▸ DOCUMENT SOURCE

══════════

Laurent Dubourg, cofondateur de la société Stirweld basée à Rennes (35), nous parle du parcours de son entreprise qui conçoit et fabrique des machines de soudage par friction-malaxage (FSW) pour l’assemblage de l’aluminium dans des secteurs industriels de pointe.
Il revient sur son développement à l’international et les raisons qui l’ont conduit à s’implanter aux États-Unis. Il partage également les étapes, les choix stratégiques et les rencontres décisives qui ont permis à Stirweld de franchir l’Atlantique et de s’installer au cœur de l’industrie américaine.
Pourriez-vous nous présenter Stirweld et la technologie que vous développez ?
Je suis le co-fondateur de Stirweld spécialisée dans la fabrication de machines de soudage par friction-malaxage, une technologie innovante qui permet de souder l’aluminium, matériau largement utilisé dans des secteurs comme l’automobile, l’aéronautique, le spatial, la défense ou encore les énergies renouvelables. Avant de fonder Stirweld avec Gilles Sevestre, j’étais chercheur dans le secteur privé à l’institut Maupertuis, tandis que Gilles travaillait à l’ENS de Rennes. Ensemble, nous avons développé une tête de soudage innovante, adaptable sur des centres d’usinage existants, et déposé un brevet en 2015. En 2017, nous avons choisi de quitter la recherche pour créer notre entreprise et ainsi transformer notre innovation de laboratoire en solution industrielle concrète au service des industries de pointe.

══════════

▸ EXTRAIT DES DONNÉES

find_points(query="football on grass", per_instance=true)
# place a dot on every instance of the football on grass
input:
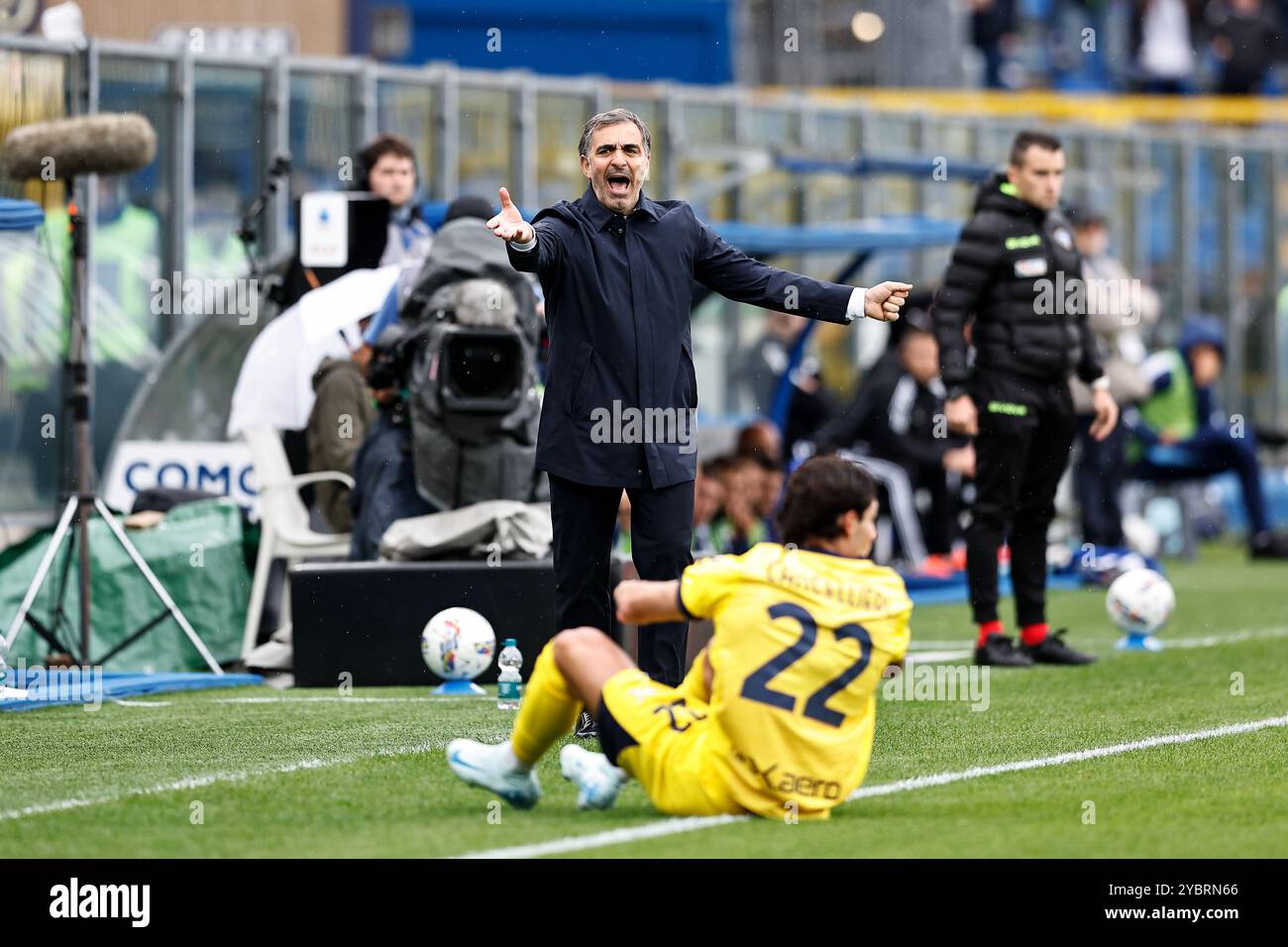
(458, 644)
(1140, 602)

══════════

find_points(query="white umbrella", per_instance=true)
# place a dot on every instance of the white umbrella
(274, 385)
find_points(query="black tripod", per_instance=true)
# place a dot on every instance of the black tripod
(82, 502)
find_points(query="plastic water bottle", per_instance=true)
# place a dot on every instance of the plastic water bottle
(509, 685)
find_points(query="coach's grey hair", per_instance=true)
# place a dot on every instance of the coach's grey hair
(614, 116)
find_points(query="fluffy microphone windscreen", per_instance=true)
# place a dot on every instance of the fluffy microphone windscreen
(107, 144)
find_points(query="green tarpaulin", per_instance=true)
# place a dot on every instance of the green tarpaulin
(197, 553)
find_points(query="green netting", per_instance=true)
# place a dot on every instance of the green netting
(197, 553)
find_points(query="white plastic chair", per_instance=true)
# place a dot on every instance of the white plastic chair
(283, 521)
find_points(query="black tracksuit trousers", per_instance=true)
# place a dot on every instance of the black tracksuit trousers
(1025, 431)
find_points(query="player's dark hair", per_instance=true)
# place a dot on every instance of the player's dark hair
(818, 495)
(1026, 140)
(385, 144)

══════════

▸ VOTRE CONSIGNE
Écrivez la suite de l'entretien sur la société Stirweld, en commençant juste après la dernière réponse du cofondateur. Les données n'ont aucun rôle à jouer ici.

▸ RÉPONSE RÉDIGÉE
Nous collaborons aujourd’hui avec de grands acteurs de la mobilité électrique, comme Tesla, BMW et des constructeurs coréens. Dans le secteur spatial, Ariane est notre premier client historique et nous sommes fournisseurs pour le programme Ariane 6 depuis huit ans. Nous travaillons aujourd’hui avec environ un tiers des entreprises du Newspace mondial, principalement aux États-Unis, en Europe et en Corée du Sud.
Dans l’aéronautique, nous fabriquons principalement des échangeurs de chaleur pour divers équipements d’avion. Notre activité dans la défense se développe également, notamment pour la production d’échangeurs thermiques destinés au refroidissement des radars. Enfin, nous sommes de plus en plus sollicités dans le secteur des énergies renouvelables, en particulier pour la fabrication de réservoirs d’hydrogène en aluminium.
Aujourd’hui, environ 30 % de notre activité est réalisée en France, 20 % en Europe, 30 % en Amérique du Nord (principalement aux États-Unis et au Canada) et 20 % en Asie. Cette diversité géographique nous permet d’équilibrer notre portefeuille clients et de nous adapter aux évolutions des différents marchés.
Notre équipe compte actuellement 37 collaborateurs, dont deux sont basés aux États-Unis, un en Allemagne et le reste en Bretagne. Nous disposons également d’un agent commercial en Corée du Sud pour renforcer notre présence sur le marché asiatique.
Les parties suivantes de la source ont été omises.